# The Flattop Treatment



## PencilHead (Jan 31, 2010)

Going for total canopy control here. Took out the top 4 or 5 nodes and lollipopped crap outta everything else. Left the longest suckers on the top 2 nodes so I've got doubles on those 4 branches. Planning on stretching the lowers up toward the top crown--if they wimp out and don't make it, I'll chop them. That leaves me with maybe 20 bud sites, all of which should get decent light. Shooting for a 30-36" diameter plant at about 4-5 feet high--I want monsters.

Think they're ready to go 12/12? They're only 3 of them and they're about 2 months old and in 18 gallon chum buckets.  WW from seed/Organicare Pure Earth Aeration (coco coir formula)/all 6 FF nutes/a dash of Gramdma's and a dash of Epsomes as needed.

I'm experimenting here since I've gotta break my grow down this summer to go assume my alternate identity. Does anyone see any problems I may have with this foolishness?


----------



## nouvellechef (Jan 31, 2010)

They look very healthy. No probs at all, they are gonna produce alot of goodness man. You got the height in there it looks like to let her go. You prob already know her strain. So have idea of stretch. Look like plenty of light, so that will keep her down to minimum. Nice work.


----------



## umbra (Jan 31, 2010)

nice. the more budding sites the better. so much depends on how the plants react and canopy management.


----------



## legalize_freedom (Feb 1, 2010)

Looks good PH!  Can't wait to watch you flower these girls out!


----------



## diablo_cannabis (Feb 1, 2010)

those things are gonna be the monsters you want for sure! So you have three plants each in its own 18 gal bucket? How many lights and what wattage are you running? I cannot wait to see what you come up with! It is gonna be amazing.

I grow in 5 gal buckets 4 to 5 plants per 1000W mondo hoods and by harvest time my plants are 6' tall and I can expect 1lb to 1.25lbs per light. I trim away all the lower larf crap and concentrate only only on big buds. I have trellis netting set up to pull the branches out as they grow.


----------



## PencilHead (Feb 1, 2010)

Diablo, that's amazing.  Nice to see someone trying different things.

Right now, I'm running 2 600w MH conversions, and will flip over to HPS bulbs when I go 12/12 of course.  I'm contemplating picking up another 400 watts since I think I can keep the room cool with a bit more light.  I rotate and reposition every day so I get good penetration anyway, but like you said, these girls are going for the ceiling when I hit flower.

Home Depot had these buckets for like $6 so I grabbed a few, popped holes in the bottom, picked up some 20" water heater drip pans.  I've always grown in 5 gallon buckets as well but always noticed how totally root bound my end product was when I broke the buckets down.  I know I'll have watering and nute adjusting issues until I get it dialed in correctly--that's the big reason I went with the coco coir this go.

I'm a big proponent of lollipopping, but as DOS warns, watch out for mold on those big old colas living in the South.  But I do get some massive buds that way, I just have to keep the wind on them constantly.

Thanks to everyone for checking in.


----------



## PencilHead (Feb 7, 2010)

Pulled the top ones down more, pulling the bottoms up--really flattening out the tops now.  We'll see.  I'm having fun anyway.  They're 22" from the dirt and about 28" in diameter today.  Two weeks into flower.

I've got to edit in here and say I got this idea from DirtyOlSouth.  Thanks, bro.

## [Dataset excerpt]
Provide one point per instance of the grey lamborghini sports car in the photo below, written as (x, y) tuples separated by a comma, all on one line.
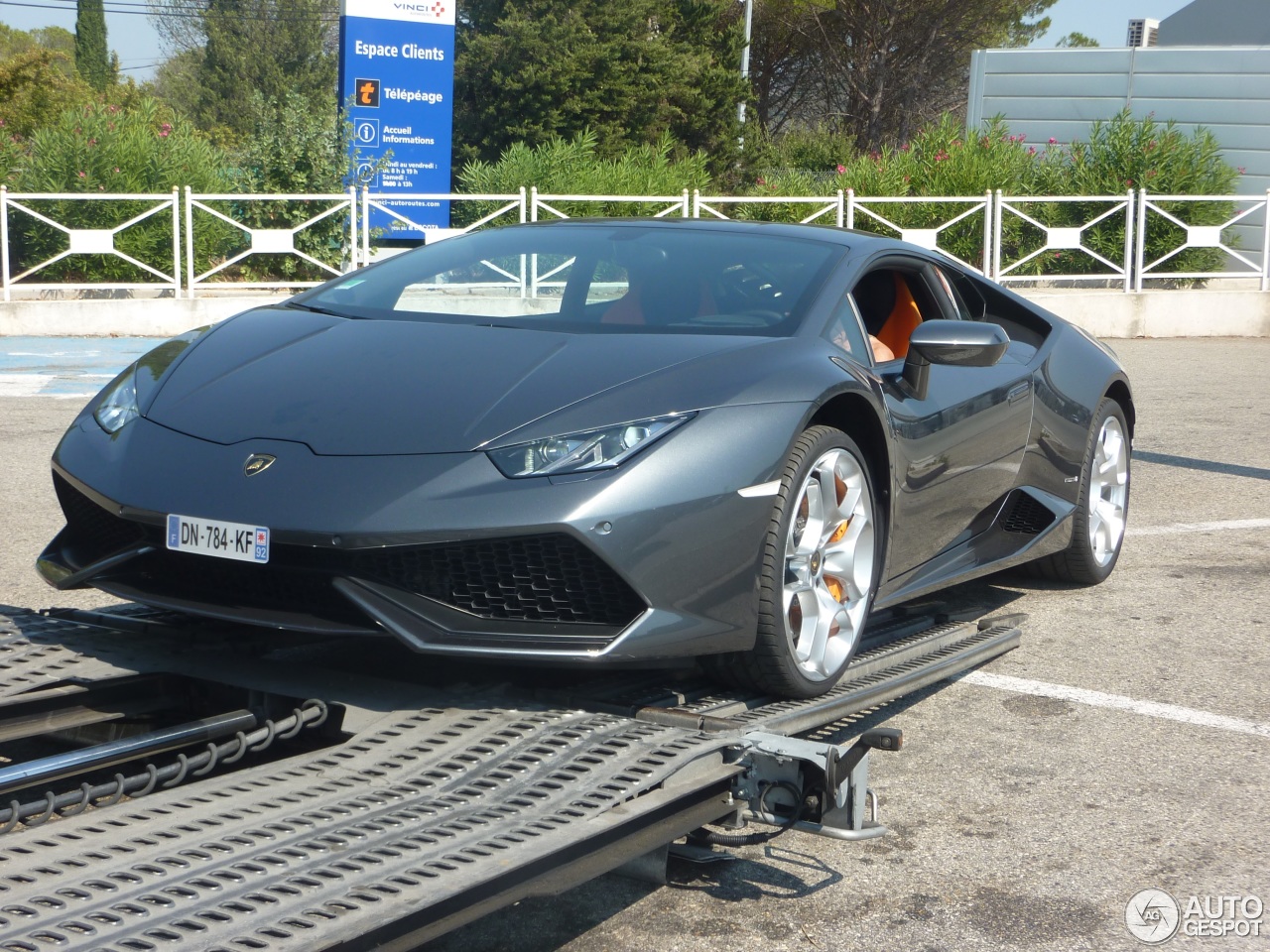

## [Exercise instructions]
1) From the forum thread on the flattop treatment, write out the part that opens with the words containing "nice. the more" and closes with "these girls out!".
2) Answer these from the forum thread on the flattop treatment:
(a) What size are the buckets the three plants are growing in?
(b) What lights is PencilHead running before the switch to 12/12?
(c) According to the Feb 7 post, how far from the dirt do the plants reach?
3) Resume the forum thread on the flattop treatment with a new post after its last one.

## [Results of the tasks]
1)
nice. the more budding sites the better. so much depends on how the plants react and canopy management.


----------



## legalize_freedom (Feb 1, 2010)

Looks good PH!  Can't wait to watch you flower these girls out!

2)
(a) 18 gallons.
(b) Two 600 W MH conversions.
(c) 22 inches.

3)
----------



## dirtyolsouth (Feb 7, 2010)

:headbang2: :yay: :clap: :yay: :dancing:  :dancing: :yay: :clap: :yay: :headbang2:

Hellz yah!

Ya can't tell I like it can ya?  Very cool bro... that's a winning profile for sure... awesome pruning and training...  Talk about a very even bud site profile for lots of medium large buds with more light getting to MORE bud surface....  Much better than bottle-necking all those auxins into a few tops and your botrytis risk I'll bet dropped a ton vs lollipopping too...   I'm gonna pull up a chair for this one fo sho! ​


----------



## legalize_freedom (Feb 8, 2010)

I'm really liking it to man!  I tried my hand at LST this grow, and I'm sold on it!  I have yet to harvest it yet, to see if the yeild is any better doing it this way, but it definately uses the space better than a single cola grow.  My canopy didn't stay as even as what you have there, but it was pretty even non the less.  A few stray buds decided they wanted to grow long and thinner, than others that decided to be short and dense.  

I was a little nervous around 5 weeks into my grow just seeing what looked like was going to turn into a bunch of popcorn, but they all ended up filling in and fattening up.  It's just a little nerve wracking at first, casue I'm used to seeing one main huge cola, with a little bit of smaller stuff.

I can't wait to see how this turns out for you man!  I think, like me, you'll be a changed man...lol...I'll let you know how yeild was once drying and everything is done.


----------



## PencilHead (Feb 11, 2010)

legalize_freedom said:
			
		

> I'm really liking it to man! I tried my hand at LST this grow, and I'm sold on it! I have yet to harvest it yet, to see if the yeild is any better doing it this way, but it definately uses the space better than a single cola grow. My canopy didn't stay as even as what you have there, but it was pretty even non the less. A few stray buds decided they wanted to grow long and thinner, than others that decided to be short and dense.
> 
> I was a little nervous around 5 weeks into my grow just seeing what looked like was going to turn into a bunch of popcorn, but they all ended up filling in and fattening up. It's just a little nerve wracking at first, casue I'm used to seeing one main huge cola, with a little bit of smaller stuff.
> 
> I can't wait to see how this turns out for you man! I think, like me, you'll be a changed man...lol...I'll let you know how yeild was once drying and everything is done.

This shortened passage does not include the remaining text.